Un parc pu­blic et une coo­pé­ra­ti­ve d’ha­bi­ta­tion à Neu­châ­tel

EspaceSuisse | Les Cahiers 1/2023: Transformer l’espace public

Le processus mené sur une dizaine d’années dans le quartier de Vieux-Châtel a permis la concrétisation d’un projet de densification mesurée et l’aménagement d’un parc public, tenant compte des attentes des habitantes, habitants et des enjeux en matière de développement durable: au final, une opération équilibrée et des lieux où il fait bon vivre.

Data di pubblicazione
12-06-2023
Fabien Coquillat
est urbaniste communal, chef du Service du développement territorial de la Ville de Neuchâtel.

Le quartier de Vieux-Châtel, situé entre la gare et le lac, est empreint d’une grande diversité paysagère, architecturale et sociale qui lui confère une qualité assez remarquable. Le terrain sur lequel s’inscrit le projet est caractérisé par sa structure de jardins en terrasses, qui a accueilli jusqu’au début des années 1990 les anciennes serres horticoles de la Ville de Neuchâtel. Laissé à l’état de friche pendant près de vingt ans, le site a évidemment suscité l’intérêt de quelques promoteurs privés, dont le dernier, en 2008, a développé un projet relativement volumineux. Bien que conforme au plan d’aménagement en vigueur, le projet a suscité de ­nombreuses réactions négatives des habitantes et habitants et de l’association de quartier, notamment en raison de sa forte densité et de la non prise en compte des aspects patrimoniaux et environnementaux. En effet, la relation délicate avec le voisinage – et plus particulièrement avec l’ensemble de bâtiments remarquables de l’architecte Guillaume Ritter, au sud – était sévèrement critiquée, de même que l’aggravation des problèmes de circulation dans le secteur.

_ _ _ _ _ _ _

**CONSIGNE:**
Relevez toutes les formes de diversité que l'extrait sur Vieux-Châtel attribue à ce quartier.

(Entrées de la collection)
_ _ _ _ _ _ _

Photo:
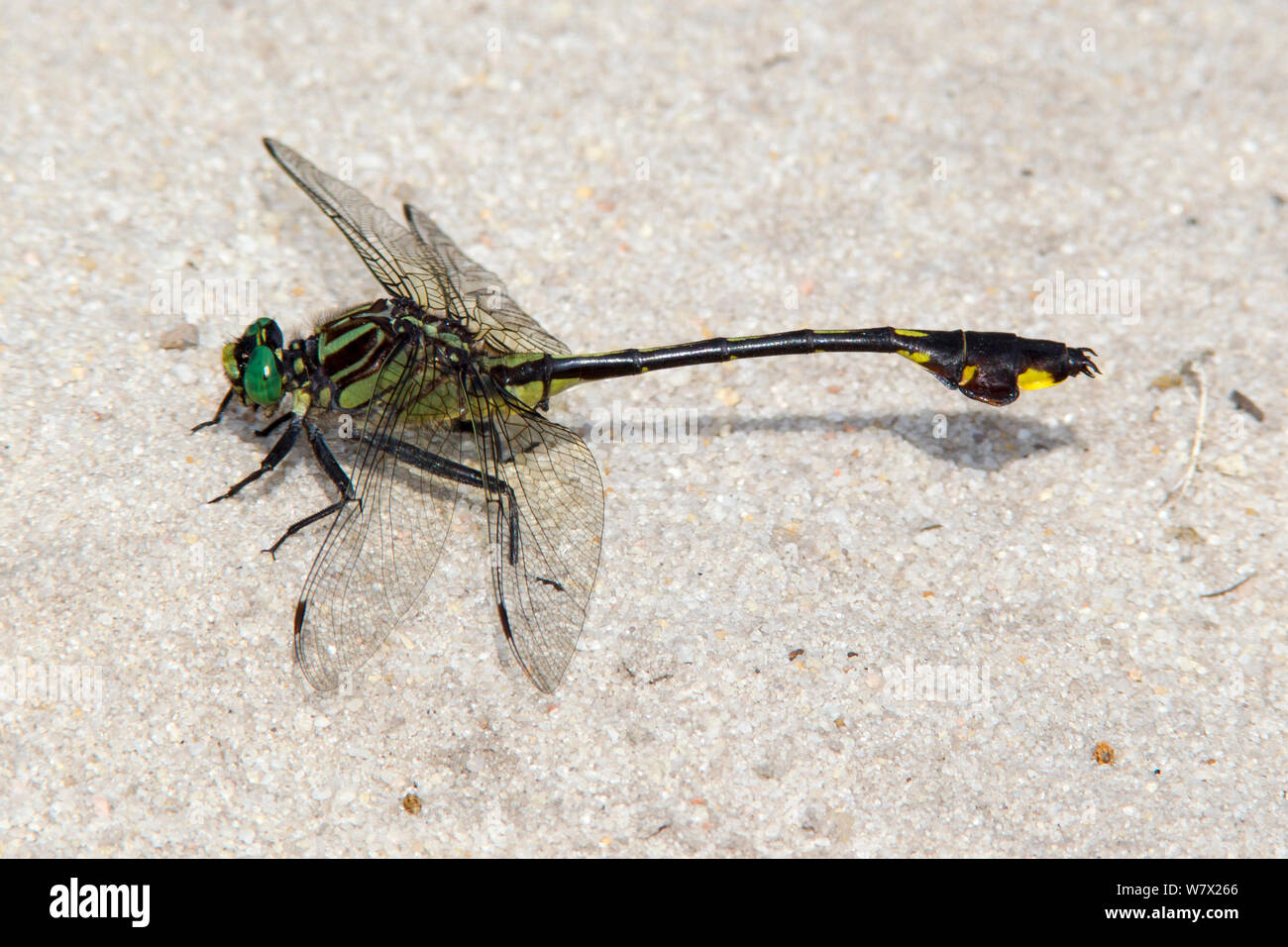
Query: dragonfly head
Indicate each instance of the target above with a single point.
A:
(254, 364)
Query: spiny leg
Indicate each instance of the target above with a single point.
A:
(271, 459)
(460, 474)
(333, 470)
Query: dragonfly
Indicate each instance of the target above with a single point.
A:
(449, 384)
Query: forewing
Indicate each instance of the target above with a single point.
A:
(402, 263)
(545, 527)
(381, 549)
(488, 309)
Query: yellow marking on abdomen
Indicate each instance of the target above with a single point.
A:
(1035, 377)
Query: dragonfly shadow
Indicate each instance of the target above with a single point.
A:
(965, 440)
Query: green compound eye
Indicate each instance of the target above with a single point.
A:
(263, 381)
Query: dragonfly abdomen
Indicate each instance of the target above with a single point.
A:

_ _ _ _ _ _ _

**RÉPONSE ATTENDUE:**
- paysagère
- architecturale
- sociale